SOURCE EXTRACT >>
The triangulation theorem for polygons says that every simple polygon can be triangulated.
In fact, if the polygon has V vertices, you can decompose it into V-2 non-overlapping triangles.
In this article, a “polygon” always means a simple polygon. Also, a “random point” means one that is drawn at random from the uniform distribution.

The triangularization of a polygon is useful in many ways, but one application is to generate uniform random points in a polygon or a collection of polygons. Because polygons can be decomposed into triangles, the problem reduces to a simpler one: Given a list of k triangles, generate uniform random points in the union of the triangles. I have already shown
how to generate random points in a triangle, so you can apply this method to generate random points in a polygon or collection of polygons.

An algorithm to generate random points in a polygon

Suppose that a polygon or any other planar region is decomposed into k triangles T1, T2, …, Tk. If you want to generate N random points uniformly in the region, the number of points in any triangle should be proportional to the area of the triangle divided by the total area of the polygon.

One way to accomplish this is to use a two-step process. First, choose a triangle by using a probability proportional to the relative areas. Next, generate a random point in that triangle. This two-step approach is suitable for
the SAS DATA step. At the end of this process, you have generated Ni observations in triangle Ti.

SHORT TASK 1 >> In the text on random points in a polygon, how many non-overlapping triangles can a polygon with V vertices be decomposed into?
SHORT TASK 2 >> Carry on the text about generating random points in a polygon, starting right after its final sentence.

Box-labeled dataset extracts

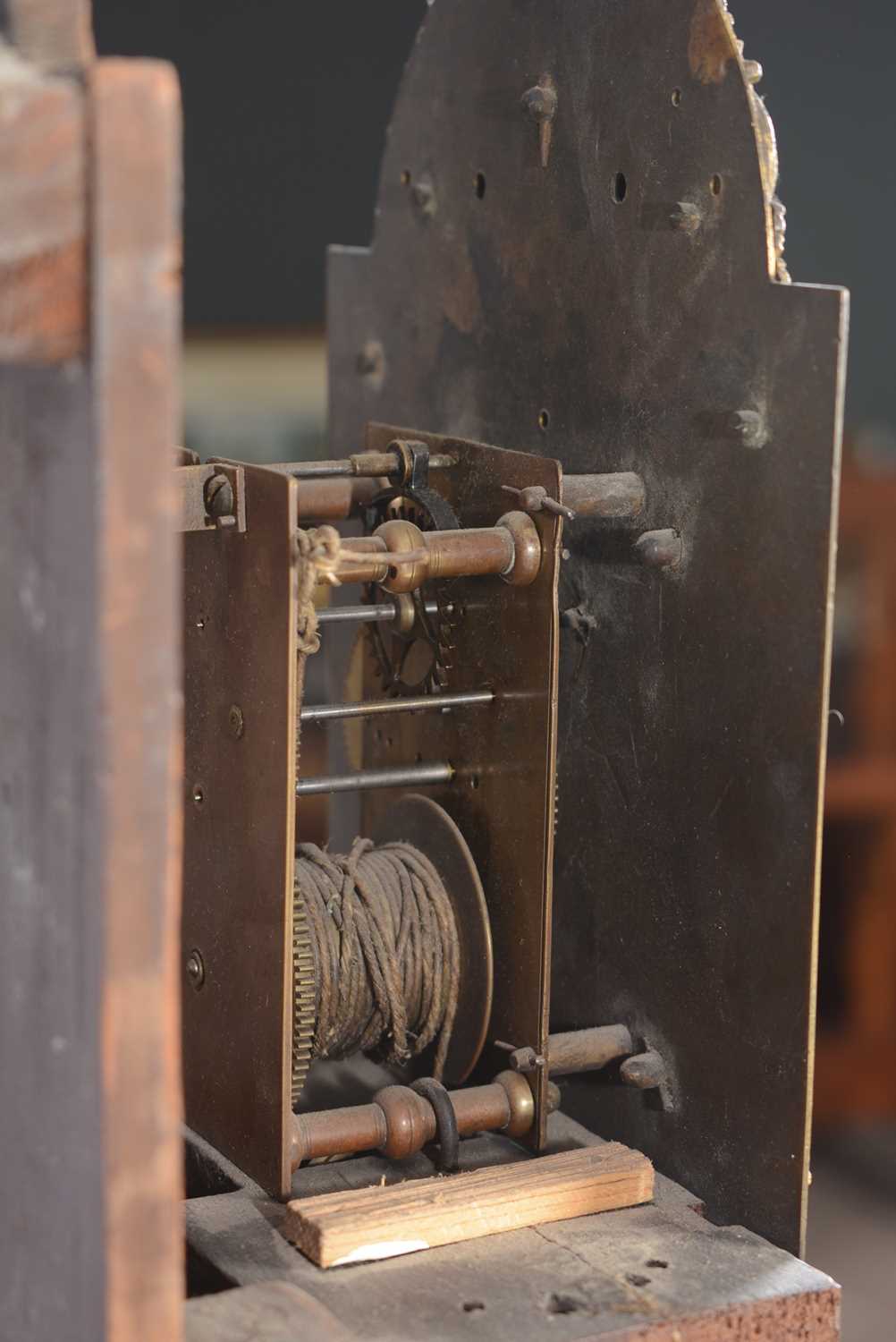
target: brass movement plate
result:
[182,466,298,1196]
[362,424,562,1149]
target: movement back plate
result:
[329,0,847,1250]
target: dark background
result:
[94,0,896,429]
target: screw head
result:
[185,950,206,992]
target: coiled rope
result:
[295,839,461,1081]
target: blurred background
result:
[94,0,896,1342]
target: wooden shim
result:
[283,1142,654,1267]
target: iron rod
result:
[318,601,440,624]
[300,690,495,722]
[295,764,455,797]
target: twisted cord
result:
[295,839,461,1081]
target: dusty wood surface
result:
[182,467,298,1194]
[0,38,182,1342]
[0,46,88,364]
[190,1282,354,1342]
[0,0,94,70]
[283,1142,654,1267]
[90,61,182,1342]
[187,1111,839,1342]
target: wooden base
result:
[283,1142,654,1267]
[187,1111,840,1342]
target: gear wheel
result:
[365,486,461,698]
[292,885,317,1108]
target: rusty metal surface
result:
[329,0,847,1248]
[174,462,246,531]
[362,426,561,1145]
[182,466,298,1194]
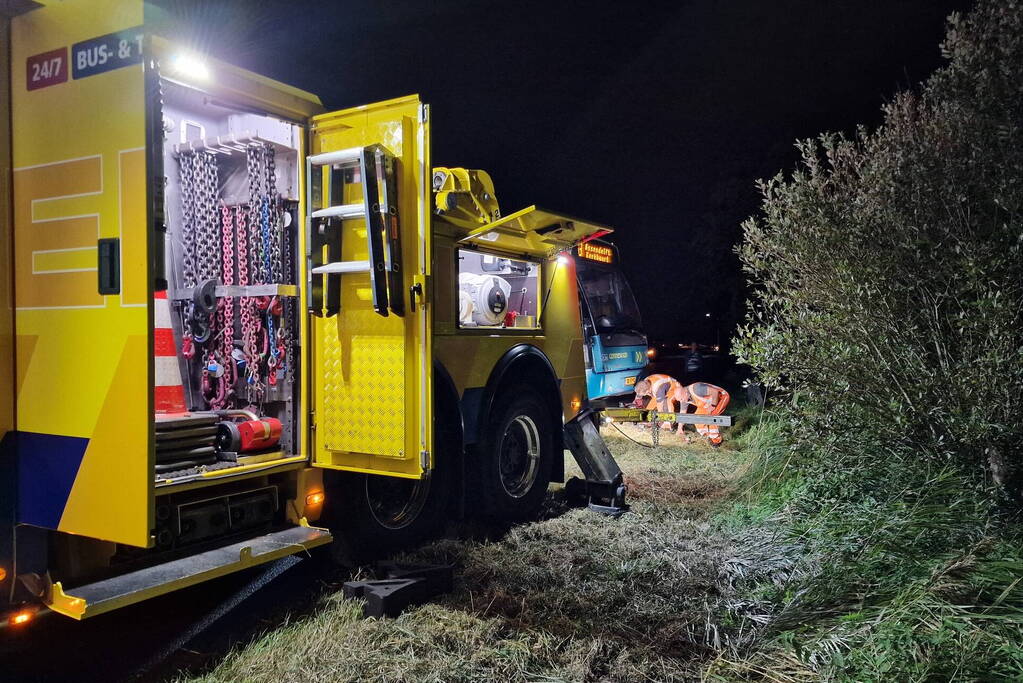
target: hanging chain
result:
[246,145,266,284]
[172,144,295,409]
[195,152,220,284]
[178,153,195,287]
[210,204,236,410]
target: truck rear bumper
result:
[46,526,332,620]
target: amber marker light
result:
[10,609,33,626]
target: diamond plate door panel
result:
[307,96,433,479]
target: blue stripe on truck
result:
[14,431,89,529]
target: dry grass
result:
[184,428,761,682]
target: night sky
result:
[147,0,971,344]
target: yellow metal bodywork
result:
[10,0,152,546]
[0,17,15,447]
[307,96,433,479]
[434,221,586,420]
[433,167,501,230]
[45,517,330,620]
[459,207,612,257]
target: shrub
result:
[738,1,1023,493]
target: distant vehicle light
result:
[171,53,210,81]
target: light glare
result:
[171,53,210,81]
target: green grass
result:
[180,419,765,681]
[182,408,1023,682]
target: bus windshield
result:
[578,263,642,334]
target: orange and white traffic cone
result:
[152,290,187,415]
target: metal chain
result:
[263,145,283,282]
[234,207,260,401]
[210,204,236,410]
[246,145,264,284]
[195,151,220,283]
[178,153,195,287]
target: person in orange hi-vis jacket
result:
[635,374,684,413]
[634,374,731,447]
[633,374,685,429]
[682,381,731,447]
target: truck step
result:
[565,410,629,517]
[47,526,332,620]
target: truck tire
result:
[477,384,554,521]
[324,386,461,566]
[326,469,449,565]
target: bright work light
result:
[171,52,210,81]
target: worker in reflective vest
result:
[635,374,685,413]
[681,381,731,446]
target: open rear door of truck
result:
[306,96,433,479]
[10,0,159,547]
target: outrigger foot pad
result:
[565,409,629,517]
[343,562,454,619]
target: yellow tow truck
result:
[0,0,624,626]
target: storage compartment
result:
[154,81,302,487]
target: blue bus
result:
[575,240,647,410]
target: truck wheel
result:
[478,385,554,521]
[328,468,448,565]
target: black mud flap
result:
[565,410,629,517]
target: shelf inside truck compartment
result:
[155,453,307,495]
[170,284,299,301]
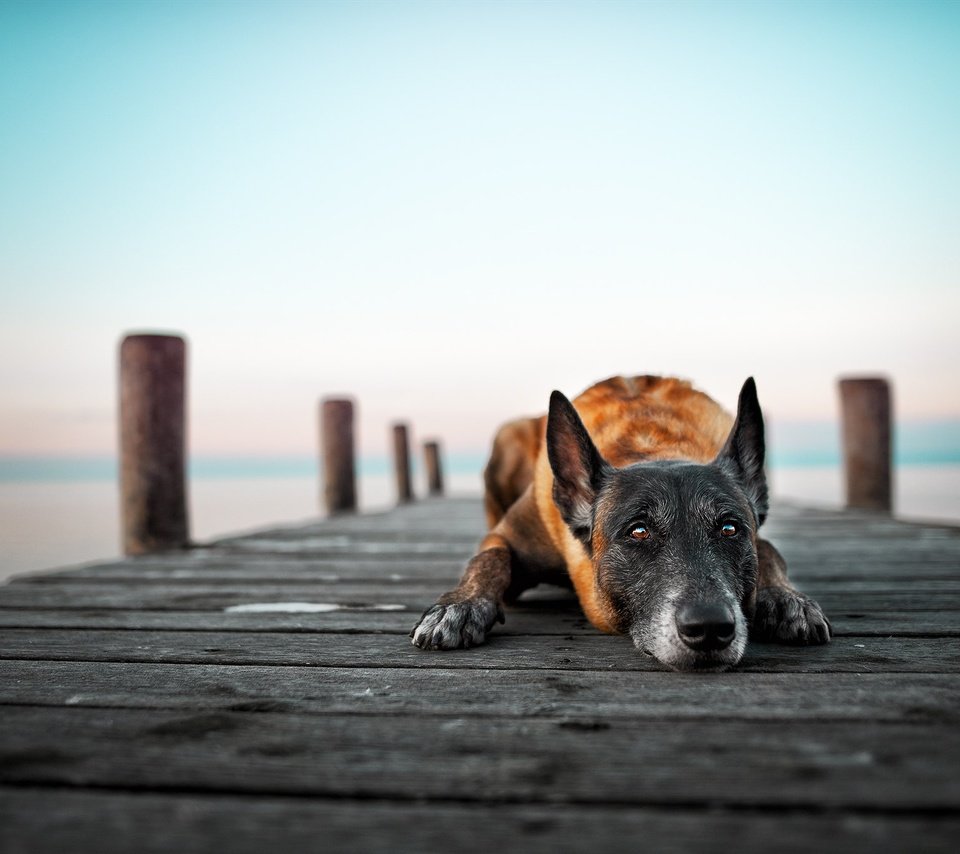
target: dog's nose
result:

EXERCISE RESULT 1 >> V-2 triangles.

EXERCISE RESULT 2 >>
An equivalent formulation is to realize that the vector
{N1, N2, …, Nk} is a random draw from the multinomial distribution with parameters p = {p1, p2, …, pk}, where
pi = Area(Ti) / (Σj Area(Tj)).
This second formulation is better for a vector languages such as the SAS/IML language.

Therefore, the following algorithm generates random points in a polygon:

  1. Decompose the polygon into triangles T1, T2, …, Tk.
  2. Compute the areas: Ai = Area(Ti).
  3. Generate one random draw from the multinomial distribution with probability vector
    p = {p1, p2, …, pk}, where
    pi = Ai / (Σj Aj).
    This gives a vector of numbers {N1, N2, …, Nk}.
  4. Use the algorithm from the previous article to generate
    Ni random points in the triangle Ti.

Notice that Steps 2-4 of this algorithm apply to ANY collection of triangles. To make the algorithm flexible, I will implement the first step (the decomposition) in one function and the remaining steps in a second function.

Triangulate a convex polygon in SAS

There are various general methods for triangulating a polygon, but for convex polygons, there is a simple method. From among the V vertices, choose any vertex and call it P1. Enumerate the remaining vertices consecutively in a counter-clockwise direction: P2, P3, …, Pk, where k = V-2. Because the polygon is convex, the following triangles decompose the polygon:

  • T1 = {P1, P2, P3}
  • T2 = {P1, P3, P4},
    and so forth, up to
  • Tk-2 = {P1, Pk-1, Pk}

The following SAS/IML function decomposes a convex polygon into triangles. The triangles are returned in a SAS/IML list.
The function is called on a convex hexagon and the resulting decomposition is shown below.
The function uses the PolyIsConvex function, which is part of the Polygon package.
You can download and install the Polygon package.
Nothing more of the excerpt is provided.